§ Records to process
——————————

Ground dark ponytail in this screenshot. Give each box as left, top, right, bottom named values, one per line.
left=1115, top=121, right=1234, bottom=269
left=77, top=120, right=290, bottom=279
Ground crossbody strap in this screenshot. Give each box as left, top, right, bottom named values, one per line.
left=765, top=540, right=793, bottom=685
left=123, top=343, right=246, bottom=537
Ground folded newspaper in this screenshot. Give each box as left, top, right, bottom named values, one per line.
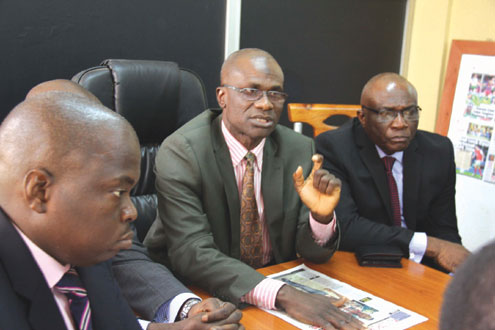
left=265, top=264, right=428, bottom=330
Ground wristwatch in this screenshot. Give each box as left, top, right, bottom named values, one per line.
left=179, top=298, right=201, bottom=321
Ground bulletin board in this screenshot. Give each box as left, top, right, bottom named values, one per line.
left=436, top=40, right=495, bottom=250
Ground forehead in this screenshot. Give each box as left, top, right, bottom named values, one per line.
left=368, top=80, right=417, bottom=108
left=224, top=56, right=284, bottom=87
left=68, top=130, right=141, bottom=180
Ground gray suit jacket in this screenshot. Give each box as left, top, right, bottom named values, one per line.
left=0, top=210, right=141, bottom=330
left=112, top=224, right=190, bottom=320
left=145, top=110, right=338, bottom=303
left=316, top=118, right=461, bottom=257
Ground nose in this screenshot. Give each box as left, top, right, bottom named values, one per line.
left=392, top=111, right=409, bottom=129
left=121, top=196, right=137, bottom=222
left=254, top=91, right=273, bottom=110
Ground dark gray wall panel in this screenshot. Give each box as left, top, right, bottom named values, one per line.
left=241, top=0, right=406, bottom=131
left=0, top=0, right=225, bottom=119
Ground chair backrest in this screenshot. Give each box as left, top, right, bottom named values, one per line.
left=72, top=59, right=207, bottom=241
left=287, top=103, right=361, bottom=137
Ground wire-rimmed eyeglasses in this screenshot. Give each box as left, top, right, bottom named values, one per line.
left=221, top=85, right=289, bottom=103
left=361, top=104, right=421, bottom=123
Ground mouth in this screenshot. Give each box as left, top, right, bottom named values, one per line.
left=250, top=116, right=274, bottom=128
left=118, top=228, right=134, bottom=250
left=390, top=136, right=409, bottom=143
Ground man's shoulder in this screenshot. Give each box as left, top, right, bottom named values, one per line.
left=171, top=109, right=222, bottom=135
left=315, top=119, right=358, bottom=144
left=271, top=124, right=313, bottom=145
left=415, top=130, right=452, bottom=150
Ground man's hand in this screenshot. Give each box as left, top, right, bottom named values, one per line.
left=293, top=154, right=342, bottom=224
left=425, top=236, right=471, bottom=272
left=276, top=284, right=366, bottom=330
left=147, top=298, right=244, bottom=330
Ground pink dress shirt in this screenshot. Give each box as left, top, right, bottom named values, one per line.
left=14, top=224, right=76, bottom=330
left=222, top=121, right=336, bottom=309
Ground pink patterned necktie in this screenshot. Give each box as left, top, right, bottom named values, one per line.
left=55, top=268, right=93, bottom=330
left=240, top=152, right=263, bottom=268
left=382, top=156, right=401, bottom=227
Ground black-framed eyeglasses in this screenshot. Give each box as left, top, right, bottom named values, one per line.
left=361, top=104, right=421, bottom=123
left=221, top=85, right=289, bottom=103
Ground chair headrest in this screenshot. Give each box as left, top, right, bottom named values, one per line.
left=101, top=59, right=180, bottom=144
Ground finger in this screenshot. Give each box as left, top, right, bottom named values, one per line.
left=201, top=302, right=236, bottom=323
left=292, top=166, right=304, bottom=192
left=313, top=169, right=333, bottom=194
left=325, top=175, right=342, bottom=195
left=311, top=154, right=323, bottom=173
left=221, top=309, right=242, bottom=324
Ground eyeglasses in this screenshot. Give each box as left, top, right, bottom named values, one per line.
left=221, top=85, right=289, bottom=103
left=361, top=104, right=421, bottom=123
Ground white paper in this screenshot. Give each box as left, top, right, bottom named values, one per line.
left=265, top=264, right=428, bottom=330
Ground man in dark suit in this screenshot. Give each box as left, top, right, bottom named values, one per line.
left=0, top=91, right=244, bottom=330
left=145, top=49, right=361, bottom=329
left=316, top=73, right=469, bottom=271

——————————

§ Request
Convert the records starting at the line that contains "Ground wristwatch in" and ending at the line that contains "left=436, top=40, right=495, bottom=250" into a two-column CSV with the header record_text,answer. Give one row per record, and put each value in a single quoted field with its line breaks replaced by spaces.

§ The response
record_text,answer
"Ground wristwatch in this screenshot. Give each box as left, top, right, bottom named values, one per line.","left=179, top=298, right=201, bottom=321"
"Ground bulletin board in this screenshot. Give each box as left, top, right, bottom named values, one per line.","left=436, top=40, right=495, bottom=250"